▶ _EXCERPT_
________

In March 1938, following the annexation of Austria into the German Reich, hundreds of Jewish refugees arrived in Bratislava, most of them from Germany and Austria. The Jews of the city took them into their care, while the refugees were awaiting their emigration to Eretz Israel. Later on, Jewish refugees from Czech territories also found refuge in the city.

In October 1938, after Slovakia had been granted autonomy, Slovak nationalists and pro-Nazi German youth began reprisals against the Jews of Bratislava. They broke into the synagogue and other public institutions, smashing windows, destroying property and attacking Jewish passersby, many of whom required subsequent medical treatment. In November 1938 dozens of Jewish families without Slovakian citizenship were deported across the border into the no-man’s-land between Slovakia and Hungary. The civil authorities confiscated their property and handed their apartments over to the non-Jewish residents of the city. The Jewish community in Bratislava assisted the deportees by providing them with food and warm clothes. After some time, following pressure from the community and international organizations, some of the deportees were allowed to return; the rest were transferred to Hungary. At this time the Jewish members of the city council were dismissed, and the Jewish-National Party was outlawed.

________

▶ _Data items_
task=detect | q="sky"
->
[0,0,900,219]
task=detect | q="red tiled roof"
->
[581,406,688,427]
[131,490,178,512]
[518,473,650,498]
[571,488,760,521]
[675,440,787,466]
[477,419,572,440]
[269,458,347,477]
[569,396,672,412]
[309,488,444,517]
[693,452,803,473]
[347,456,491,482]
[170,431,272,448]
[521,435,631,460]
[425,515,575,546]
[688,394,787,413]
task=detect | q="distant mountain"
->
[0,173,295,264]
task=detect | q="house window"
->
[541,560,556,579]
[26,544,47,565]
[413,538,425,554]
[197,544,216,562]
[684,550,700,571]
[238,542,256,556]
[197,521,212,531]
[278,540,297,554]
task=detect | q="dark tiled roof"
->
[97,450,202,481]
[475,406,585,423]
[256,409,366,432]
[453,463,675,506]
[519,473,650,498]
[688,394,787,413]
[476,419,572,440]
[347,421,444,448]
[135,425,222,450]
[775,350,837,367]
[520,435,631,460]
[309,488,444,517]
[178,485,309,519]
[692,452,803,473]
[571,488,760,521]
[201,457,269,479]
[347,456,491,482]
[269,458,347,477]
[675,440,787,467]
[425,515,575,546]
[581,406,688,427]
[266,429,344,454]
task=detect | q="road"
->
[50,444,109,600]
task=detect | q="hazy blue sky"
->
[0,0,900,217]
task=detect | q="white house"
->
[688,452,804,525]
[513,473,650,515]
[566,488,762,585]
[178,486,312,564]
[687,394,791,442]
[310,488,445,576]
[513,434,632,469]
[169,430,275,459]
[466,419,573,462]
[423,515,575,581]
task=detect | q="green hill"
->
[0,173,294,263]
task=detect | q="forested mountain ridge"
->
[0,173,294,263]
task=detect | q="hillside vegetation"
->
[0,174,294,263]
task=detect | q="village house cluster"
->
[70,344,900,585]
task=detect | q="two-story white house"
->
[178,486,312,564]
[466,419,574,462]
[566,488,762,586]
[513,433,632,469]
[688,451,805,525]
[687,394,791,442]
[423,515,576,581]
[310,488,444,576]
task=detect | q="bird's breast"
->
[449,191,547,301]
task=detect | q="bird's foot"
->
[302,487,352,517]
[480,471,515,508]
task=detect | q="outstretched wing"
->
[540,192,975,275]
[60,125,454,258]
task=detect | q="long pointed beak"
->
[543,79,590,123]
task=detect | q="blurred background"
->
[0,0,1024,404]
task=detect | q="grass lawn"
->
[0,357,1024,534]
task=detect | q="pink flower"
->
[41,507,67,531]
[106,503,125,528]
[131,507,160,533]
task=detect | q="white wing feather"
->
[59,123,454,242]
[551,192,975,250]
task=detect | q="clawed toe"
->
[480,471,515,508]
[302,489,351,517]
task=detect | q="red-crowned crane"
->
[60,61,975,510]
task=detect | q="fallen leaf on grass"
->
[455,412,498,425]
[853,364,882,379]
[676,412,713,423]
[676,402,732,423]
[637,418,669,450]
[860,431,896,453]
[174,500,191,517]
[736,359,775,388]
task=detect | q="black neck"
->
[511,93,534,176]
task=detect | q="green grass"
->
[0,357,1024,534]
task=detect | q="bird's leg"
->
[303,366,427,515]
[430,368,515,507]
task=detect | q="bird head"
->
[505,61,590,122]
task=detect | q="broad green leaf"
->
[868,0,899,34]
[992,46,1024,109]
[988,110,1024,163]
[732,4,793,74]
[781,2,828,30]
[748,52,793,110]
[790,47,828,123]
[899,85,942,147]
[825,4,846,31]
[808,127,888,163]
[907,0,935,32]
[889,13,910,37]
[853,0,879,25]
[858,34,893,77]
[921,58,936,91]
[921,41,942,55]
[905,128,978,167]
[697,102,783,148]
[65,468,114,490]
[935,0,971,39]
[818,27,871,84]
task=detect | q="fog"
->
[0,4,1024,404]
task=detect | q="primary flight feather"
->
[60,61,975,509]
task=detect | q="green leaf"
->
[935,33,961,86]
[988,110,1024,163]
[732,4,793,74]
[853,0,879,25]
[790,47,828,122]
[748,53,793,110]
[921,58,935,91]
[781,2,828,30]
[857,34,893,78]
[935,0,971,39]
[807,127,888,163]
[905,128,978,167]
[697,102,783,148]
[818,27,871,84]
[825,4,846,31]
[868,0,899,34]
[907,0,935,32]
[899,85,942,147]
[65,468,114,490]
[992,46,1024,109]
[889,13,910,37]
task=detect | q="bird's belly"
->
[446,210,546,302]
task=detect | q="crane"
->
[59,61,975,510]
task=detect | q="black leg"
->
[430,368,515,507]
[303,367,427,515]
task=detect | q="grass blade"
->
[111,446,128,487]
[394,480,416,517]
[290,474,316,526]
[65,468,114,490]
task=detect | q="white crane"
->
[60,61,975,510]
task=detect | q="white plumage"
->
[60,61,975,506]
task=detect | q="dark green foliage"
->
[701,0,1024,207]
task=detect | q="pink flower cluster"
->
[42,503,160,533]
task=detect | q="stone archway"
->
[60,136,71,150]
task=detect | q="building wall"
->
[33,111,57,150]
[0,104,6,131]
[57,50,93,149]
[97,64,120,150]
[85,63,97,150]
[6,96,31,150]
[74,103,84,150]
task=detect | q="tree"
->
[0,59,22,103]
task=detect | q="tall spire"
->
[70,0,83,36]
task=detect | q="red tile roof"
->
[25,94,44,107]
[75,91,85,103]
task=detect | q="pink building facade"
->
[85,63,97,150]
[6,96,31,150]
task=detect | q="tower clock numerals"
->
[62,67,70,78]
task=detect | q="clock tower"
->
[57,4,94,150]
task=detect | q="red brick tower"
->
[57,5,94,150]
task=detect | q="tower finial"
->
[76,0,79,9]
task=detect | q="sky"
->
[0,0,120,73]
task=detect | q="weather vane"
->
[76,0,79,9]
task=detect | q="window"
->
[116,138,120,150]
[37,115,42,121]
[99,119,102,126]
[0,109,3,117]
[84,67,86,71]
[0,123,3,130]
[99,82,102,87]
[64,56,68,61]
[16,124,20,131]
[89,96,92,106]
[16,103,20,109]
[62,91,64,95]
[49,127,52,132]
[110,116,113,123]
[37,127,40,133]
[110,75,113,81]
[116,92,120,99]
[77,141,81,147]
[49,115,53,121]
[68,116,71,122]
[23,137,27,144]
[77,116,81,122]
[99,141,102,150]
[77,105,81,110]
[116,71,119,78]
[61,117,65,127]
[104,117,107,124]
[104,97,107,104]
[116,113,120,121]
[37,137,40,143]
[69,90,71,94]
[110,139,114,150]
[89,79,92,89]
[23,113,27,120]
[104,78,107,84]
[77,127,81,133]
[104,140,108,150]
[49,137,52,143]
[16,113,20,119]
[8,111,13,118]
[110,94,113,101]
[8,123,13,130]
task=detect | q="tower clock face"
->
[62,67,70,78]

________

▶ _WHAT THIS EXERCISE ASKS_
1. List the acts of violence and destruction that the passage on Bratislava's Jews in 1938 attributes to Slovak nationalists and pro-Nazi German youth in October 1938.
2. Please resume the account of Bratislava's Jews in 1938 right after its final sentence about the Jewish-National Party.

▶ _ANSWERS BY ITEM NUMBER_
1.
- Broke into the synagogue and other public institutions
- Smashed windows
- Destroyed property
- Attacked Jewish passersby

2.
In March 1939 the independent state of Slovakia was created, a puppet state of Nazi Germany, headed by President Jozef Tiso and Prime Minster Vojtech Tuka. The situation of the Jews worsened. Bratislava became the capital of Slovakia, and the seat of the governmental and public institutions. The Jews of Bratislava were the first of the Slovakian Jews to endure humiliations, persecutions and financial restrictions. At the end of 1939 the licenses of most of the Jewish doctors and lawyers were revoked and many Jewish public officials were fired. Jewish organizations and associations were banned, with the exception of the Jewish communities and their institutions. Many Jews were evicted from their apartments in central areas in the city, and the confiscated property was handed over to state and party supporters. Hundreds of families were forced to hurriedly abandon their apartments – they had to crowd together in the Jewish quarter, penniless and in bad conditions. The authorities in Bratislava ordained the creation of the Jewish Center (Ústredna Židov or ÚŽ). Jewish students were expelled from public schools, and forced to study in exclusively Jewish schools, a situation which continued until the beginning of the deportations to the extermination camps in Poland, in the spring of 1942.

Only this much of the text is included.